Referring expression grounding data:
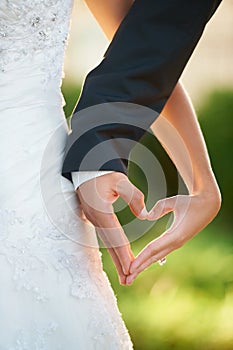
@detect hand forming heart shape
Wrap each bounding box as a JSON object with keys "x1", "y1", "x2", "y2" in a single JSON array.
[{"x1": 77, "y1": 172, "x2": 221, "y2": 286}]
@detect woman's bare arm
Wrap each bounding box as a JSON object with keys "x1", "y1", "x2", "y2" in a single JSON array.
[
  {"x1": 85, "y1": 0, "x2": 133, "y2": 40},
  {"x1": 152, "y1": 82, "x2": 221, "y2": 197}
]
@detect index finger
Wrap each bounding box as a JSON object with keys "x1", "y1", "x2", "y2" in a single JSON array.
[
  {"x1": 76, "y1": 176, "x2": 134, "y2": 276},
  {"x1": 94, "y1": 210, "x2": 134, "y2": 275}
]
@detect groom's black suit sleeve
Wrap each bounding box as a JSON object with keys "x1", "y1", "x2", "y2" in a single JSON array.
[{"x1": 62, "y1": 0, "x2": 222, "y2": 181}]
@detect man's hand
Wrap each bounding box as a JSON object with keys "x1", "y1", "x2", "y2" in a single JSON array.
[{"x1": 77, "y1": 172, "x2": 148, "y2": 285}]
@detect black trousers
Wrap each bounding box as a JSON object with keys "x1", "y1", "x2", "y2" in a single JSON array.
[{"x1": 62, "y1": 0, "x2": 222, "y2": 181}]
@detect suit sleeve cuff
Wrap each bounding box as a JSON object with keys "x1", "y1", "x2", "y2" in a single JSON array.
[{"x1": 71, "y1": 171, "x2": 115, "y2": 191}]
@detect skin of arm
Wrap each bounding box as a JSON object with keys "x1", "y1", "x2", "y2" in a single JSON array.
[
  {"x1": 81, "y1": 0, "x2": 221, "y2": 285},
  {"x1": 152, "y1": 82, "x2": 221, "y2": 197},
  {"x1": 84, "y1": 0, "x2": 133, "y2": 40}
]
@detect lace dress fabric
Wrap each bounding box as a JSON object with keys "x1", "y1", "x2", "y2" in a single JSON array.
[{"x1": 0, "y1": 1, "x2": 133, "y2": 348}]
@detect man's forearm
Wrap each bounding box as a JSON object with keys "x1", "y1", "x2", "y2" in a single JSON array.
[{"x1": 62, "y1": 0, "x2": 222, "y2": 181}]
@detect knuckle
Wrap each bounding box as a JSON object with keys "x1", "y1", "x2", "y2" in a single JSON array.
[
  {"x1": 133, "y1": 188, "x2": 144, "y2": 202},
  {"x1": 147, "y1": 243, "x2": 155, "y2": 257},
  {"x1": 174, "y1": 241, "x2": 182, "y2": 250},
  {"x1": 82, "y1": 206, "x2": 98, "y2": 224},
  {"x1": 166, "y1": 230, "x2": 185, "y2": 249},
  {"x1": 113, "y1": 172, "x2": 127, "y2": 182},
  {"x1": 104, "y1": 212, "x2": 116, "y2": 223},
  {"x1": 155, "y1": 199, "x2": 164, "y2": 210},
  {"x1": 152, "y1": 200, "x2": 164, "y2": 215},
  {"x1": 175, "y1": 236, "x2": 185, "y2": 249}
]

Task objective:
Report all lines of the data that include the word "suit".

Answer to the exercise:
@detect groom's black suit sleeve
@detect suit sleeve cuff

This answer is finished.